** Opening GIVEN PASSAGE block **
But his case is a house of cards. The White House made a legally unassailable decision after the 9/11 attacks that Qaeda terrorists were not entitled to Geneva Convention prisoner-of-war protections: Captives could properly be subjected to harsh interrogation methods, but not torture. This, to Hersh, appears sinister; so he cites internal memoranda in which government lawyers at the non-policy level discuss the limits of permissible interrogation in light of anti-torture laws, and finds a conspiracy to torture prisoners.
For Hersh, it is immaterial that these memos were never endorsed as policy and that the relevant administration decision-makers all insisted that torture was forbidden. Relying on an unidentified “former intelligence official,” Hersh contends there was a top-secret program that licensed the abuse of Qaeda captives for intelligence purposes, and that, in late 2003, the Pentagon shifted the program to Iraq in an effort to get tough with the thriving insurgency there. The result was the Abu Ghraib abuse scandal–which the Pentagon tried to keep a lid on, but could not, owing to Hersh’s tireless reporting.
This account is farcical. First, it was the Pentagon, which vehemently denies the existence of such a program, that first publicly revealed prisoner-abuse allegations in Iraq, months before Hersh reported them. Second, Gen. Antonio Taguba was loosed to conduct an aggressive internal investigation–which Hersh selectively praises–and expressly concluded that the abuse was not authorized. Third, former defense secretary James Schlesinger’s exhaustive independent probe similarly found neither a “policy of abuse” nor “approved procedures” for inhumane treatment. And fourth, the abuse is being vigorously prosecuted, with 45 personnel thus far referred for courts-martial, and at least one cooperating defendant denying that the heinous conduct was authorized. Hersh nonetheless plows ahead with this and other calumnies, propped up by shadowy sources.
He also reprises his contention that the U.S. was duped into invading Iraq by that root-of-all-evil, the “neocons” in the Pentagon and Vice President Cheney’s office. Prominent here is the disingenuous harangue that, to heighten fears of a revived Iraqi nuclear program, the Bush administration relied on crude forgeries suggesting Iraqi efforts to purchase yellowcake uranium from Niger. Hersh’s case, again, is a crock. The forgeries were a sideshow, and never the core of concerns about Saddam’s ambitions. Probes completed by the Senate Intelligence Committee and Lord Butler’s commission in the U.K. have concluded that the uranium allegation was consistent with years of clandestine surveillance by Western intelligence services.
Were it not perfectly obvious from the suspect fact-gathering that his purpose is a pre-election mauling of the sitting president, Hersh’s designs would be clear from his choice of identified sources, who are called on when the pretense of impartial expert analysis is in order. On prisoner abuse, for example, his go-to guys are Kenneth Roth of Human Rights Watch and former New York Times eminence Anthony Lewis–both scathing Bush critics at the forefront of a due-process-for-terrorists movement. On Iraq, Hersh offers up former weapons inspector and current Saddam apologist Scott Ritter, and Richard Clarke, who, after years of holding very nearly the opposite view, “evolved” into a naysayer on Iraqi ties to terror just in time to pen his own election-year bestseller. And, for the astounding claim that ostensibly successful military operations in Afghanistan were really a study in ineptitude, Hersh is accommodated by a declared Democratic partisan, retired general Wesley Clark.
This is the way the mainstream game, in which Hersh is among the most renowned winners, was always played. The game is ending, apparently unbeknownst to the storied investigative journalist, but not a moment too soon for the rest of us.
–Mr. McCarthy, who led the prosecution of Sheik Omar Abdel Rahman and eleven others in connection with the 1993 World Trade Center bombing, is a senior fellow at the Foundation for the Defense of Democracies, and a contributor to National Review Online.
** Closing GIVEN PASSAGE block **
** Opening STORED DATA block **
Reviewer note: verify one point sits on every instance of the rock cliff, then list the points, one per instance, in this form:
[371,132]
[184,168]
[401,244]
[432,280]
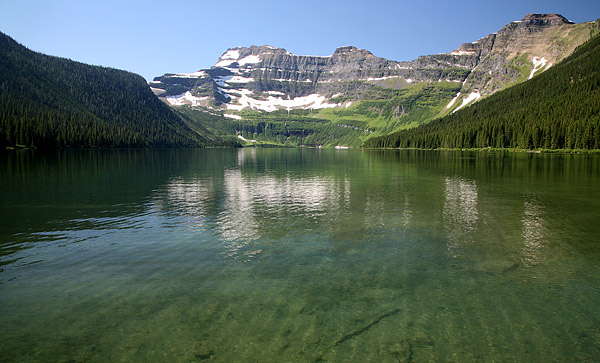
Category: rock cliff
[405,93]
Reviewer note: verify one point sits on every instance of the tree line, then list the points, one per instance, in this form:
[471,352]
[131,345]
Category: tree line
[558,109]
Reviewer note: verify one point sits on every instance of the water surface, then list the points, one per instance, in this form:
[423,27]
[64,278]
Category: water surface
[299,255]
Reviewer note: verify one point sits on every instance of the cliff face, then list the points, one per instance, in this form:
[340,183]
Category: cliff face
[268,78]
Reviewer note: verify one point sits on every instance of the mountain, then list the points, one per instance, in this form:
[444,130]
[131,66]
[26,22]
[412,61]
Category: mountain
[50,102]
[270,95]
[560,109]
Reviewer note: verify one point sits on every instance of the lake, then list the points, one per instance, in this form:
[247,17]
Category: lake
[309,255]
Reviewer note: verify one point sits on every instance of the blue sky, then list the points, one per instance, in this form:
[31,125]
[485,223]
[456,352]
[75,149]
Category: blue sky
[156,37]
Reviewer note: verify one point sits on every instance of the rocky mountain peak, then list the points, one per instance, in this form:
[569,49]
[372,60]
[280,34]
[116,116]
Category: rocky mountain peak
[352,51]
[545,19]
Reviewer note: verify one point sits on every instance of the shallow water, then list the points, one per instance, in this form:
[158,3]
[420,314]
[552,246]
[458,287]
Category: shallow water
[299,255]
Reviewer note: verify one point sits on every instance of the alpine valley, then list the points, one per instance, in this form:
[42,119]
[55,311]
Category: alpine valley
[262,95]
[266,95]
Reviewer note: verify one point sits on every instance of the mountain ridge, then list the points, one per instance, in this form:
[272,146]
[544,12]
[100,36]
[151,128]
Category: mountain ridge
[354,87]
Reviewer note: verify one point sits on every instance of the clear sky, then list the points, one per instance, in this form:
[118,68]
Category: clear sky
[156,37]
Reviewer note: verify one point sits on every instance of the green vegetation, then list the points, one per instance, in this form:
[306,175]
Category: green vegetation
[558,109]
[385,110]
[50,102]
** Closing STORED DATA block **
** Opening STORED DATA block **
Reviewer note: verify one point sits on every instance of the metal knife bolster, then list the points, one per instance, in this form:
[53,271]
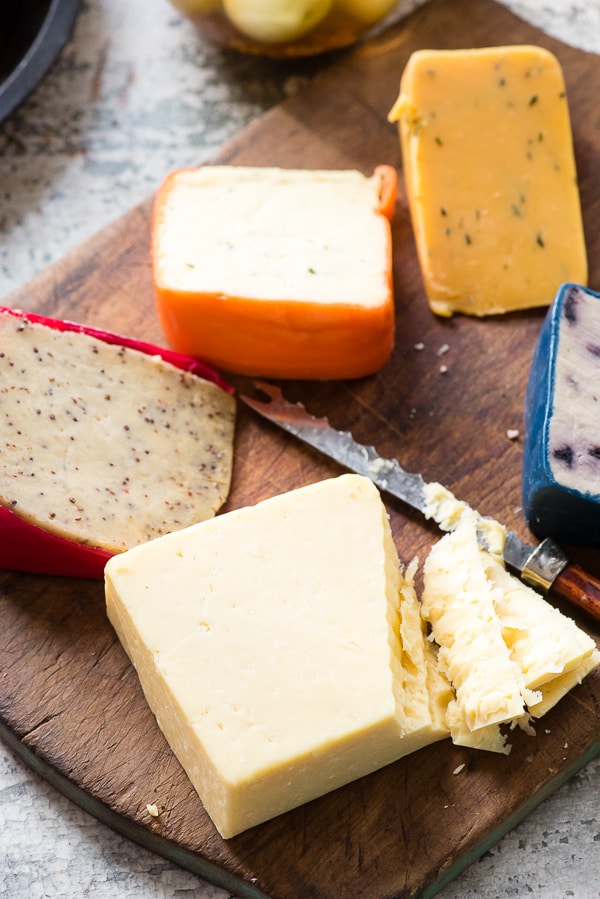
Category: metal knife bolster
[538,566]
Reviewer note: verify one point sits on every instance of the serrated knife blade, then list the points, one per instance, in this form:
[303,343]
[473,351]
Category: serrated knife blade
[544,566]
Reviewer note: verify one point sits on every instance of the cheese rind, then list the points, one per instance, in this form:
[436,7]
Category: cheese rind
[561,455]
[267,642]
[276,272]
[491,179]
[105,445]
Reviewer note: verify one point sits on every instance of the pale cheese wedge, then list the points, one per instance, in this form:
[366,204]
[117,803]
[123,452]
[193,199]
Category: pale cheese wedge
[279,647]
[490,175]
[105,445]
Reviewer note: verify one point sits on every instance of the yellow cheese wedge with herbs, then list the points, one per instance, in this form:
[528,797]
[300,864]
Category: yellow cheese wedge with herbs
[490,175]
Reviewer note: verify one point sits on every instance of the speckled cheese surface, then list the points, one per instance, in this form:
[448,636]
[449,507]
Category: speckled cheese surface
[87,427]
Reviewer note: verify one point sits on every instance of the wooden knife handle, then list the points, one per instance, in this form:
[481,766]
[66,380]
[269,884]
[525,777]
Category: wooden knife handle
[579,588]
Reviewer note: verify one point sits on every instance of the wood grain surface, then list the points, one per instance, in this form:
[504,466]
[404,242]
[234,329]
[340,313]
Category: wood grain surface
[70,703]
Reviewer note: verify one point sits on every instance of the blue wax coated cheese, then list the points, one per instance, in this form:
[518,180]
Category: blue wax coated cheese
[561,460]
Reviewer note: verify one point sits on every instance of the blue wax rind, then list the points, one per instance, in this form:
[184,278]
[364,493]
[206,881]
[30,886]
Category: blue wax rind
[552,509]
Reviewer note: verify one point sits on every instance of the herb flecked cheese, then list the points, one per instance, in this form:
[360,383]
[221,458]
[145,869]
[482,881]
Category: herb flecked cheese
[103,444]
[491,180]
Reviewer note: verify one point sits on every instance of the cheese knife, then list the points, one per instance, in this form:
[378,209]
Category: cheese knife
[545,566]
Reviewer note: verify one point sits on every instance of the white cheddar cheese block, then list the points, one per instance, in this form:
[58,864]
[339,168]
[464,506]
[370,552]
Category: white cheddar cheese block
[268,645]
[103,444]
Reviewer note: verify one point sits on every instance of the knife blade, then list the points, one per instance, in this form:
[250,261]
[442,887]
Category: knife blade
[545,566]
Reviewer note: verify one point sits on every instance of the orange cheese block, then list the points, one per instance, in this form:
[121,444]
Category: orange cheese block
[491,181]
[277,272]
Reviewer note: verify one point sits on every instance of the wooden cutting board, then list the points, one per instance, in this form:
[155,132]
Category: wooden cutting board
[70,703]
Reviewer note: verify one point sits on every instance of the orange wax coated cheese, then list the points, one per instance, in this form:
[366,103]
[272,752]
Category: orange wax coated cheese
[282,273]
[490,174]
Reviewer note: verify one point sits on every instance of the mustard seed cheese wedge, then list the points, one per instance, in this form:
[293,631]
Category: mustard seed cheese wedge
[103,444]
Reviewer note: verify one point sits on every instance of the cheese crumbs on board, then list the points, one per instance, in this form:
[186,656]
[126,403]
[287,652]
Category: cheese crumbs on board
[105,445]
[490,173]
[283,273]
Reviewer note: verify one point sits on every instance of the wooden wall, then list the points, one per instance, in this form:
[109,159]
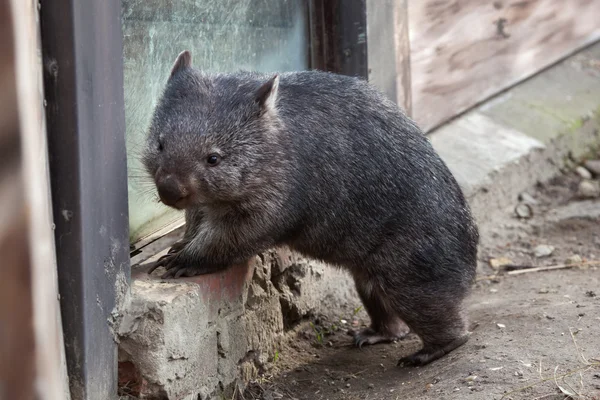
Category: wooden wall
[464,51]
** Closing STORED DATA block **
** Opening STORED DATA block **
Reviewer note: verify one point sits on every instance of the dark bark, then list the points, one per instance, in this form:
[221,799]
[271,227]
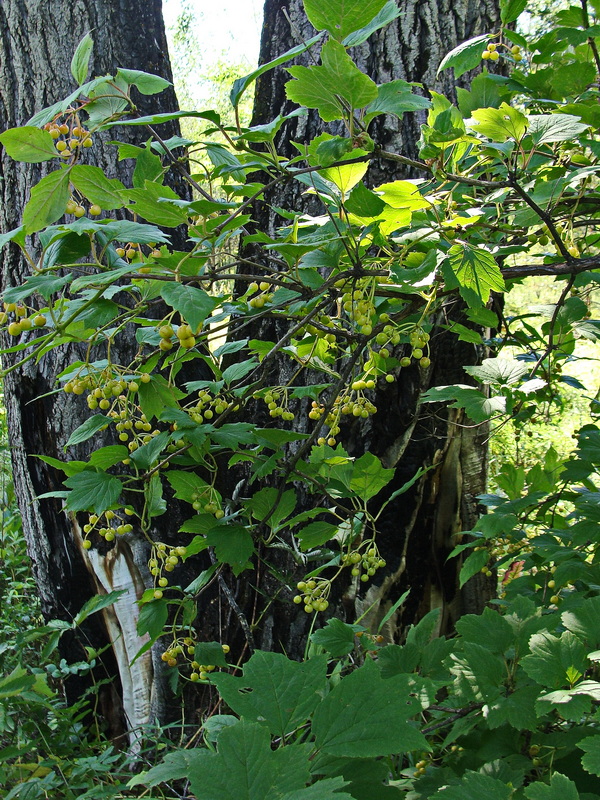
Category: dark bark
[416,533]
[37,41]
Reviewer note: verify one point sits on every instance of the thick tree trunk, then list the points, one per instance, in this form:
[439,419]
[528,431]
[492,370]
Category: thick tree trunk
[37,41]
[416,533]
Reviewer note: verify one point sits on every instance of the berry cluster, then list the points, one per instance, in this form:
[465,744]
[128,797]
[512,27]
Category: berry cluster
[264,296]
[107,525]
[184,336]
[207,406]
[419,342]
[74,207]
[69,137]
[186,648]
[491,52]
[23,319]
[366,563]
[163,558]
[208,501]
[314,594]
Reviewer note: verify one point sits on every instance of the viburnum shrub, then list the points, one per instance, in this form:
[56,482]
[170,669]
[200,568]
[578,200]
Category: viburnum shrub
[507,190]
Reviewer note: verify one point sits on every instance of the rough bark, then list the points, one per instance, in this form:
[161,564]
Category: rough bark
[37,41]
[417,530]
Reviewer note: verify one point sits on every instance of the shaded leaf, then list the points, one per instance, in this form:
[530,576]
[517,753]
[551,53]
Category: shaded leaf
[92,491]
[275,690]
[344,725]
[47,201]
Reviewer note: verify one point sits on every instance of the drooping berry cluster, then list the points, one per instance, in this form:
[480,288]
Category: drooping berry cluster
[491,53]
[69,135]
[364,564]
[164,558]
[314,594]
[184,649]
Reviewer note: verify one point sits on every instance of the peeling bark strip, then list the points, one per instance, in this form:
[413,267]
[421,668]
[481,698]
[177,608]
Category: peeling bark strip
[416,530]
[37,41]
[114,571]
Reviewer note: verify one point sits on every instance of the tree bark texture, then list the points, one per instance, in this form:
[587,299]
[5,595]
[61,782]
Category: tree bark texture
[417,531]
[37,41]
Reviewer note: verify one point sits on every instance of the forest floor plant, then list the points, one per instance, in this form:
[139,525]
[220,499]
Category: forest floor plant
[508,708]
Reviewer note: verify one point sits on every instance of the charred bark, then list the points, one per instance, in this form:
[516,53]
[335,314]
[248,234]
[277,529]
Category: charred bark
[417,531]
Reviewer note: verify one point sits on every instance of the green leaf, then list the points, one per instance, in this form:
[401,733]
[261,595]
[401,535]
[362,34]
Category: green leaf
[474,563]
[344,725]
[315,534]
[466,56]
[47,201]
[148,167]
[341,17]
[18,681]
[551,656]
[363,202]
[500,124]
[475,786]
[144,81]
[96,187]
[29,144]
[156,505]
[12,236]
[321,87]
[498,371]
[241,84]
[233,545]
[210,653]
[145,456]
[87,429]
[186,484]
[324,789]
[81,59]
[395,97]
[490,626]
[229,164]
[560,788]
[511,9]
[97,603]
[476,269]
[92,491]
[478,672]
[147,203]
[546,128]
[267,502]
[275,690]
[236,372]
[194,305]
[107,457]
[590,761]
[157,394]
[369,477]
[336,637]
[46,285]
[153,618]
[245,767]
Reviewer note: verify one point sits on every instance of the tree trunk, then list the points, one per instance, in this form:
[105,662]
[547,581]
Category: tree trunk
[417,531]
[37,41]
** Closing STORED DATA block **
> _WHAT YOU ARE ASKED TO DO_:
Can you rewrite the stretch of the Hersh critique from "But his case" through "to torture prisoners.", swapping "interrogation" for "questioning"?

> _EXERCISE SOLUTION_:
But his case is a house of cards. The White House made a legally unassailable decision after the 9/11 attacks that Qaeda terrorists were not entitled to Geneva Convention prisoner-of-war protections: Captives could properly be subjected to harsh questioning methods, but not torture. This, to Hersh, appears sinister; so he cites internal memoranda in which government lawyers at the non-policy level discuss the limits of permissible questioning in light of anti-torture laws, and finds a conspiracy to torture prisoners.